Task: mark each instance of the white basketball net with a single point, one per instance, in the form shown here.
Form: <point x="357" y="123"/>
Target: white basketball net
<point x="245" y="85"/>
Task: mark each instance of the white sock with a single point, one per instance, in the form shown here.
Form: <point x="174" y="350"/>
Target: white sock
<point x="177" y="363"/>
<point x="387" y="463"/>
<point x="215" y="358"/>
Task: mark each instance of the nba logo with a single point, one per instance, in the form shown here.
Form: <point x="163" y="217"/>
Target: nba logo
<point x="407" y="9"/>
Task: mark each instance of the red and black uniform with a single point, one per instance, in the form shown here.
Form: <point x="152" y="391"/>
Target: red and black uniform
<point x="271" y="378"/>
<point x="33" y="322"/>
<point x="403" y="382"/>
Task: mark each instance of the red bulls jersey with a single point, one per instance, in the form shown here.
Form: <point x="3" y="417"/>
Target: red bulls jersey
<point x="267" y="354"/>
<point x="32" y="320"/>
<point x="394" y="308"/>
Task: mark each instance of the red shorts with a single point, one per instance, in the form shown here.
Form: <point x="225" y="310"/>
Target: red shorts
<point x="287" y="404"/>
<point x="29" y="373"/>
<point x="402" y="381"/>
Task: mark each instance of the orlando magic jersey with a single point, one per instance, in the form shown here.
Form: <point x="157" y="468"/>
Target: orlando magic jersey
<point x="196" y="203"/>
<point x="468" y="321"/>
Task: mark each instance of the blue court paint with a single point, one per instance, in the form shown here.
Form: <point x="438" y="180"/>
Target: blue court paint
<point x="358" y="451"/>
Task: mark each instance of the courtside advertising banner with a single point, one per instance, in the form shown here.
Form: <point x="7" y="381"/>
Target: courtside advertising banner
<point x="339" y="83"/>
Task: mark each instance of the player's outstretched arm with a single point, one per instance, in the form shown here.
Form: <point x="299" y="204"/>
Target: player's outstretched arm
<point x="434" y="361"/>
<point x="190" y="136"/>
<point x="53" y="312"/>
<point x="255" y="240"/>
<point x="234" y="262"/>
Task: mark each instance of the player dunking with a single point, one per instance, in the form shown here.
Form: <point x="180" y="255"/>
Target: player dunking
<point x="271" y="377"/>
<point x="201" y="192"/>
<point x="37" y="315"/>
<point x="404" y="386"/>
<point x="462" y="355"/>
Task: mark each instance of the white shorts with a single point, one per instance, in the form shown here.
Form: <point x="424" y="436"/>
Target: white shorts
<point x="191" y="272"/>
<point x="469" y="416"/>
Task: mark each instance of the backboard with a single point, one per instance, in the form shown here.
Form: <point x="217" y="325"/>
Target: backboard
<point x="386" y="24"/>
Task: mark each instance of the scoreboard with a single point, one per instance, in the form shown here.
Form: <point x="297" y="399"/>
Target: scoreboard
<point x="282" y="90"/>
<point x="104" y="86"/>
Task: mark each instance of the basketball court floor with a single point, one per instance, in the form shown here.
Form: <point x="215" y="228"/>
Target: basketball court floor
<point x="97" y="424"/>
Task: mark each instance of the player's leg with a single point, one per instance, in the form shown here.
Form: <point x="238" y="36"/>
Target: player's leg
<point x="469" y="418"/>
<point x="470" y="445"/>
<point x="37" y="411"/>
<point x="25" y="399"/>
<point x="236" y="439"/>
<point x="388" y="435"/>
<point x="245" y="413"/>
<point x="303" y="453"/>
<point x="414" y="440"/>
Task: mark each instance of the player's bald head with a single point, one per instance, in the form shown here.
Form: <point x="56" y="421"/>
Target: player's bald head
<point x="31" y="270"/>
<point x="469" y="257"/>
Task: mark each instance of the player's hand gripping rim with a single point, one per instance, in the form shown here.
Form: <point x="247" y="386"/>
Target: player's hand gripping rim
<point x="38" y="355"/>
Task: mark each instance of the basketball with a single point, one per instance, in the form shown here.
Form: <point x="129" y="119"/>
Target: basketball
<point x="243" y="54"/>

+++

EXERCISE AIM: Write out, word for word, all lines from the line that holds "Task: mark each instance of the white shorts" through the last line of the listing, with both end lines kept.

ANSWER TO THIS PROBLEM:
Task: mark each instance of the white shorts with a single point, one per instance, in the form shown here.
Form: <point x="424" y="436"/>
Target: white shorts
<point x="191" y="272"/>
<point x="469" y="416"/>
Task: mark each instance of the backboard with a single point, one per instance, in the form shown here.
Form: <point x="217" y="325"/>
Target: backboard
<point x="386" y="24"/>
Task: mark each instance of the scoreboard with a single point, one per instance, in the form shown here.
Form: <point x="297" y="399"/>
Target: scoreboard
<point x="282" y="90"/>
<point x="104" y="86"/>
Task: mark each instance of the basketball court floor with a single point, one per instance, in the form shown here.
Form: <point x="215" y="228"/>
Target: basketball court floor
<point x="97" y="424"/>
Task: mark each instance of the player's leg with a single point, one per instance, in the form shown here.
Form: <point x="238" y="36"/>
Target: player's leg
<point x="469" y="418"/>
<point x="470" y="445"/>
<point x="37" y="411"/>
<point x="25" y="399"/>
<point x="236" y="439"/>
<point x="388" y="435"/>
<point x="245" y="413"/>
<point x="303" y="453"/>
<point x="414" y="440"/>
Task: mark each instance of the player's bald head with a single point, one per instance, in the form shown here.
Form: <point x="56" y="421"/>
Target: player's bald head
<point x="31" y="270"/>
<point x="469" y="257"/>
Task: mark each instance of the player's hand gripping rim with a single point, one per instance, in the form shown here.
Form: <point x="247" y="386"/>
Target: player's hand gripping rim
<point x="38" y="355"/>
Task: mark each instance of the basketball with a single point, one per instance, in the form shown here.
Form: <point x="129" y="119"/>
Target: basketball
<point x="243" y="54"/>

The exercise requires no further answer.